JOB » Retype, character for character, everything from the line containing "of the cloudy" down through the last of the entries below, including both ends.

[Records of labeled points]
....................

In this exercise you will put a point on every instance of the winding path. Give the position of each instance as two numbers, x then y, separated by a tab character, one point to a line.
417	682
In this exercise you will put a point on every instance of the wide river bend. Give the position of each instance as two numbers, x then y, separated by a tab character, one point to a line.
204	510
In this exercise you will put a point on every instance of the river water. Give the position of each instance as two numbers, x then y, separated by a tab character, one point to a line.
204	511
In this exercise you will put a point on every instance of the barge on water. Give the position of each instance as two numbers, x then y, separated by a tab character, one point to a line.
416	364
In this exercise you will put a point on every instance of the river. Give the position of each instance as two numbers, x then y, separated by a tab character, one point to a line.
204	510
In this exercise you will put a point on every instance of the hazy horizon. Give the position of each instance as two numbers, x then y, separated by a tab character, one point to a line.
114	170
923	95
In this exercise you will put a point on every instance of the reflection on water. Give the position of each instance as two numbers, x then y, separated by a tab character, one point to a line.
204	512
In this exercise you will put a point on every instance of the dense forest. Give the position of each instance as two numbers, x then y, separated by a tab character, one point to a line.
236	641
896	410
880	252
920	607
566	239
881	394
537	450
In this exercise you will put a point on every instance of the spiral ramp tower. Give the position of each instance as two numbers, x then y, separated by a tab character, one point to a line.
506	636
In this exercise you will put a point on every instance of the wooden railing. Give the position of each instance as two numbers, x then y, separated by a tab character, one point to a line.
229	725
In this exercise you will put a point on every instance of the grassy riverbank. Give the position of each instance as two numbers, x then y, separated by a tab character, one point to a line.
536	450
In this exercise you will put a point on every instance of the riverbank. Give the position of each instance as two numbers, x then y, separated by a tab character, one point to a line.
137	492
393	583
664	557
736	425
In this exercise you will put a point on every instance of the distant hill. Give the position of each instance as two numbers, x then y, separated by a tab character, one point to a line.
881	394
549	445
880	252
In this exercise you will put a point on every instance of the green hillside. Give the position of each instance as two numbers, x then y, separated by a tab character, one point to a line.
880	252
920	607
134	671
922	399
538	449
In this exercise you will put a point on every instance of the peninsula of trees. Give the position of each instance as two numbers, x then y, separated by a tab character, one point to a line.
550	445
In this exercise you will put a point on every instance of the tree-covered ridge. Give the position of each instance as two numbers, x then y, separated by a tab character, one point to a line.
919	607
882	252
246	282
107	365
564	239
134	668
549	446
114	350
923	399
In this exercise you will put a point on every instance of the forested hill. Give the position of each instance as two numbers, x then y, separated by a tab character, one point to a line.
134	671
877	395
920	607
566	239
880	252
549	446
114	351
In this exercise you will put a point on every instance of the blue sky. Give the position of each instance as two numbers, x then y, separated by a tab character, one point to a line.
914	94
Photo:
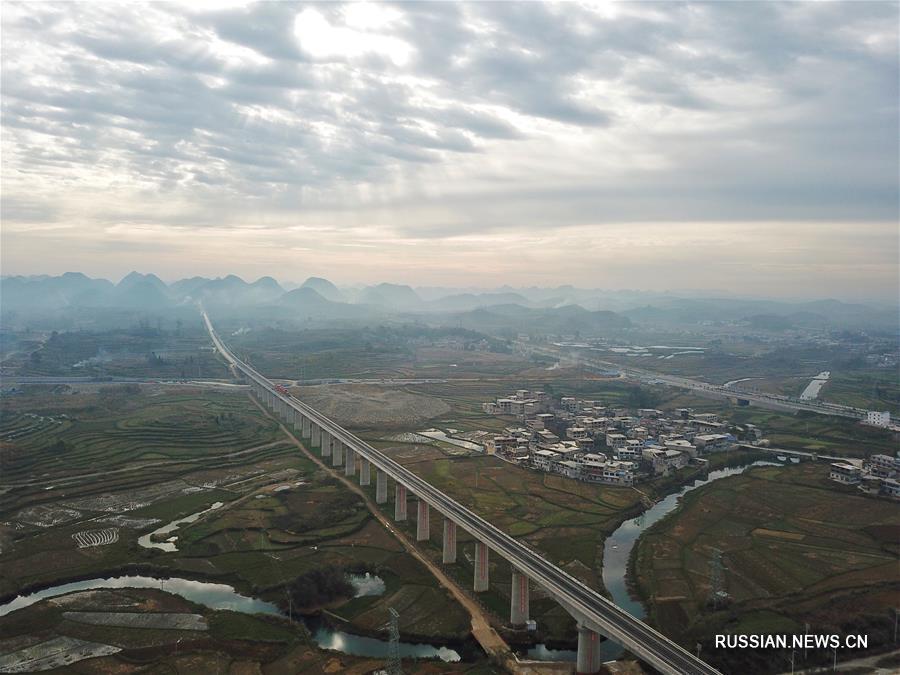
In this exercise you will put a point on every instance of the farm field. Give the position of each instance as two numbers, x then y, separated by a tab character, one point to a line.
212	641
127	460
795	549
140	351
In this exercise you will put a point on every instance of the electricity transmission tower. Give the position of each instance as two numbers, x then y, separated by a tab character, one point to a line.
716	580
394	666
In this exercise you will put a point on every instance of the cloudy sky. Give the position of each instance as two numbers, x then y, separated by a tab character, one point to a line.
740	147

....................

THE RESULT »
In this exercise you will put a point on every instance of the cloudy sky. Give the position of each instance as two numbers, x then y, separated by a tab character, one point to a line.
740	147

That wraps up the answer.